* **Provided text**:
Information system survivability can be modeled as the computational complexity levels faced by administrators and intruders in a race to gain control of the system. This complexity view of information system survivability (assurance) provides us with a way to quantitatively measure a system's survivability and to analyze the effectiveness of protective, monitoring, and reactive measures.

     Conceptually, the intrinsic complexity to gain the control of a system or a subsystem is defined as the irreducible computational complexity faced by one with the full knowledge of the system. These are the minimal steps that one has to take before the control is granted. Relative complexity is the ratio of the complexity faced by intruders vs. the complexity faced by administers. Relative complexity depends upon secret information known to administrators but supposedly unknown to intruders, for example, a password or an encryption key.

     The fundamental and stable properties of an information system should be protected by using high intrinsic complexity. This is the only way to protect against inside-attackers who account for a significant percentage of serious intrusions. A great example of a critical information system protected by the principle of intrinsic complexity is the US Constitution. The numbers of steps that have to be taken to make any change to the constitution is enormous. There is no short cut to change the Constitution, no matter who you are and what you know. An Internet example is the change of Internet protocols through the mechanism of the IETF. The process of change is such that no single company or government can manipulate the protocols to its own benefit secretively.

* **Work to do**:
**A.** In the passage on information system survivability, what is named as a great example of a critical information system protected by intrinsic complexity?
**B.** Write the next part of the passage on information system survivability, starting after its final sentence.
The records come from a separate source unrelated to the passage on information system survivability.

[Image point annotation records]

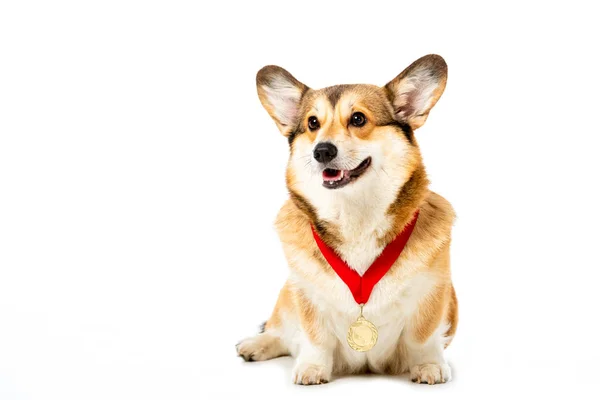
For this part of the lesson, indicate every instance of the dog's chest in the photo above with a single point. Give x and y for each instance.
(390, 308)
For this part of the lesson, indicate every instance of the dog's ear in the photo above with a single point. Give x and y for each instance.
(280, 94)
(416, 90)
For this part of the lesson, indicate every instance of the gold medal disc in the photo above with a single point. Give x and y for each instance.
(362, 335)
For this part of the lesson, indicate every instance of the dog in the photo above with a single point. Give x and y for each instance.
(356, 181)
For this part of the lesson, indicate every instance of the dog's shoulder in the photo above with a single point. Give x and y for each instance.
(293, 226)
(434, 226)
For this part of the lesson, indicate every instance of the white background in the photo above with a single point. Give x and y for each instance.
(140, 177)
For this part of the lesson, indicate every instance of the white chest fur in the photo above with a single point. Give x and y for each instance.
(390, 307)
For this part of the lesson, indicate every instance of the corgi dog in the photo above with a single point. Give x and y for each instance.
(356, 180)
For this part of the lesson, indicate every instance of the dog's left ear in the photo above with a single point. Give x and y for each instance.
(415, 91)
(280, 94)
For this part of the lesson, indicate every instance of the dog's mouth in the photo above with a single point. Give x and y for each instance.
(337, 178)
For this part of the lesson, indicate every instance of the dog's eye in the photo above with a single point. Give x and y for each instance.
(358, 119)
(313, 123)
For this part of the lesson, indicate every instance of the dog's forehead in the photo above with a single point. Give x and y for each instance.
(343, 98)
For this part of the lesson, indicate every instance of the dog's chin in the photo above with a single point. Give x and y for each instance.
(338, 178)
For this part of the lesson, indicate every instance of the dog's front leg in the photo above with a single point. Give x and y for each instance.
(315, 347)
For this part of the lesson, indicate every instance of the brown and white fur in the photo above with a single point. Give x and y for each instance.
(414, 306)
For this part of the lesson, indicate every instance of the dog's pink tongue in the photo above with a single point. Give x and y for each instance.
(332, 176)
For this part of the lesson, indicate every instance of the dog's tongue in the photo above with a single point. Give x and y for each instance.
(330, 175)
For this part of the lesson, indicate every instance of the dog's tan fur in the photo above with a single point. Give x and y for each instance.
(415, 303)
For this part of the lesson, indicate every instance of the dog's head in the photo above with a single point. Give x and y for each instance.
(350, 139)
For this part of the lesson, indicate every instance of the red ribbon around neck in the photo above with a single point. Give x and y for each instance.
(362, 286)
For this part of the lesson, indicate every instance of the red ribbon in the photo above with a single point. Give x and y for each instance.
(361, 287)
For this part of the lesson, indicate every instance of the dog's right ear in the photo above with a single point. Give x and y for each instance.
(280, 94)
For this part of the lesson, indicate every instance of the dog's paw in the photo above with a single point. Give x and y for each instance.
(430, 373)
(310, 374)
(260, 348)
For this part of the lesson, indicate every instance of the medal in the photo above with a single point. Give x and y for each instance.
(362, 334)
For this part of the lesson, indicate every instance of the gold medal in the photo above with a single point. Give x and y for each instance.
(362, 334)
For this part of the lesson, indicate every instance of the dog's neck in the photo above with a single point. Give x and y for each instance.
(359, 226)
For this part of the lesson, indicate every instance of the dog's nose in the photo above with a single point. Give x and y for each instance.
(325, 152)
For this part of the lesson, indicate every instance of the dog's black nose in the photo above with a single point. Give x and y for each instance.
(325, 152)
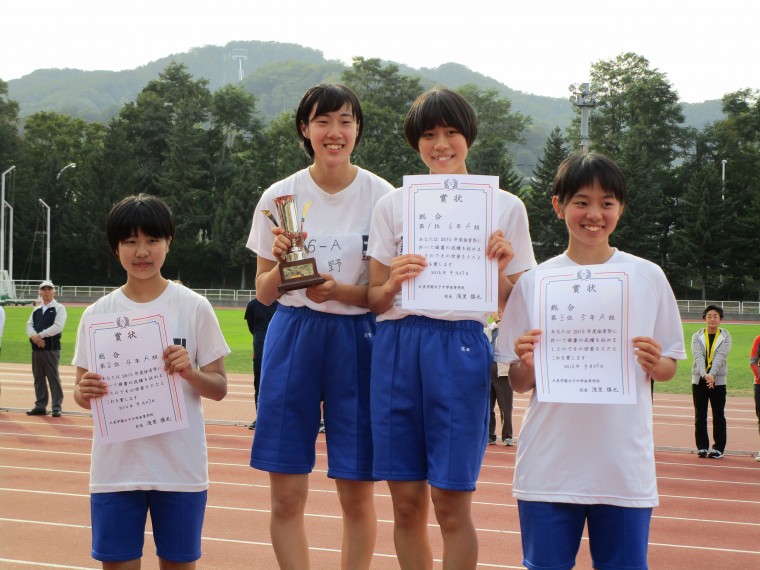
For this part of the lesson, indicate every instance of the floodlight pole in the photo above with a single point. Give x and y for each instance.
(723, 179)
(2, 219)
(47, 242)
(585, 100)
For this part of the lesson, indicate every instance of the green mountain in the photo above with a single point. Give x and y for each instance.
(278, 74)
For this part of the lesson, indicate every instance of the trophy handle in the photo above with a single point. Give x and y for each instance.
(269, 215)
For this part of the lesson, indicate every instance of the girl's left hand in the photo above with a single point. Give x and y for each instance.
(177, 359)
(500, 248)
(647, 352)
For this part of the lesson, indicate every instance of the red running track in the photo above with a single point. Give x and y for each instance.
(709, 517)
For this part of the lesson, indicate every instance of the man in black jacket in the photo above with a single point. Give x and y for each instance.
(258, 315)
(44, 329)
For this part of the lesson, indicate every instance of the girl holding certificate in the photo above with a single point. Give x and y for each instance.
(431, 368)
(585, 461)
(166, 473)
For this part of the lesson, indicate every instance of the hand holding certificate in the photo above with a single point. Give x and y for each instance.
(585, 354)
(448, 219)
(127, 349)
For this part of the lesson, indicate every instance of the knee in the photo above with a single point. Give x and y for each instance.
(359, 508)
(452, 516)
(288, 505)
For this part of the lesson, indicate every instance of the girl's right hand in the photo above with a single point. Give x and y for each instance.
(525, 347)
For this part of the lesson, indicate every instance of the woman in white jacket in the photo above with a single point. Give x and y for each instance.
(710, 347)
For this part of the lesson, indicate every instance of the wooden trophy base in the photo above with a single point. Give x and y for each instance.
(298, 274)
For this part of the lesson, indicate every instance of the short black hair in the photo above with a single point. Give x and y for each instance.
(144, 212)
(440, 107)
(327, 97)
(715, 308)
(582, 170)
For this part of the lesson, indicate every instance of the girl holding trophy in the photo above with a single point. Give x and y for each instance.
(319, 344)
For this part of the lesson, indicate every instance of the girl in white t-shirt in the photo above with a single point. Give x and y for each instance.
(590, 464)
(431, 369)
(165, 474)
(319, 342)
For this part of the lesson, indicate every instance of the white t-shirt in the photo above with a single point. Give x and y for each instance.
(386, 236)
(593, 453)
(337, 226)
(174, 461)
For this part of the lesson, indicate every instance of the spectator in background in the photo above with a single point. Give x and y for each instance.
(754, 356)
(258, 315)
(710, 347)
(44, 329)
(2, 324)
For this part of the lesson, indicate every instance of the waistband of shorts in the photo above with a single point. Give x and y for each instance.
(428, 322)
(308, 313)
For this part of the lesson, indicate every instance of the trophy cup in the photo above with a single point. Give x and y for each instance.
(297, 271)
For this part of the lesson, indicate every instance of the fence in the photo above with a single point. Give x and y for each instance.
(240, 297)
(90, 293)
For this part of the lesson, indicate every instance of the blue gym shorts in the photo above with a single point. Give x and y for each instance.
(311, 357)
(551, 535)
(118, 524)
(430, 393)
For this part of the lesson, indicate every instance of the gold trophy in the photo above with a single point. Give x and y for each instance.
(297, 271)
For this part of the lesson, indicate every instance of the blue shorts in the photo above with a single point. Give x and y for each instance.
(551, 535)
(118, 524)
(311, 357)
(430, 393)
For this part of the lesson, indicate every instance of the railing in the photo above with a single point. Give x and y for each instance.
(88, 293)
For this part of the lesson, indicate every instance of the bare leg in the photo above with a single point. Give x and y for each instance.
(410, 519)
(460, 541)
(126, 565)
(286, 526)
(169, 565)
(357, 499)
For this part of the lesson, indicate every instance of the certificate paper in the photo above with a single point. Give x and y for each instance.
(448, 219)
(585, 353)
(127, 350)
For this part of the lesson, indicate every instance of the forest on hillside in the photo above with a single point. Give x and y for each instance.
(211, 152)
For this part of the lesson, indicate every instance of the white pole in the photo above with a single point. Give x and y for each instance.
(47, 242)
(2, 220)
(10, 240)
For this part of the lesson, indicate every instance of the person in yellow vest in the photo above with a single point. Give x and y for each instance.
(44, 329)
(710, 347)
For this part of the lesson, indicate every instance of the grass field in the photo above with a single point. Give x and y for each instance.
(15, 347)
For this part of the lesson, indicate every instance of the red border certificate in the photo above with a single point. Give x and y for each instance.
(143, 400)
(448, 218)
(585, 354)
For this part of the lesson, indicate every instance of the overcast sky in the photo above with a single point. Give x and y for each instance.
(706, 48)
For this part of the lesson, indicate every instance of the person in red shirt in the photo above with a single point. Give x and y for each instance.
(754, 356)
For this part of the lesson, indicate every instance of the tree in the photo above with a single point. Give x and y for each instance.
(637, 123)
(50, 142)
(8, 128)
(498, 127)
(736, 139)
(700, 237)
(386, 96)
(547, 231)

* **Task results**:
**A.** The US Constitution.

**B.**
     Intrinsic complexity protection is robust but inflexible. For system properties that we want to be able to change quickly, we must rely on relative complexity. Relative complexity relies on the administrator of a system having some knowledge, product, or physical characteristic that must be discovered or replicated by the adversary in order to have an equal ability to manage change. Traditionally, these secrets have been developed to short-circuit the ability to manage complexity for the specific purpose of defeating an adversary.

     In information systems, passwords give the owner of the password the ability to produce one-way hash values with very few steps (low complexity). For an adversary without the password, the hash can only be generated with a large amount of complexity (as in an exhaustive search of the key space). In general, a system's relative complexity degrades quickly over time if it remains static. Since most traditional security mechanisms rely on relative complexity to prevent the adversary from breaching security, it can be said that security also degrades quickly over time if the protection mechanism remains static over time.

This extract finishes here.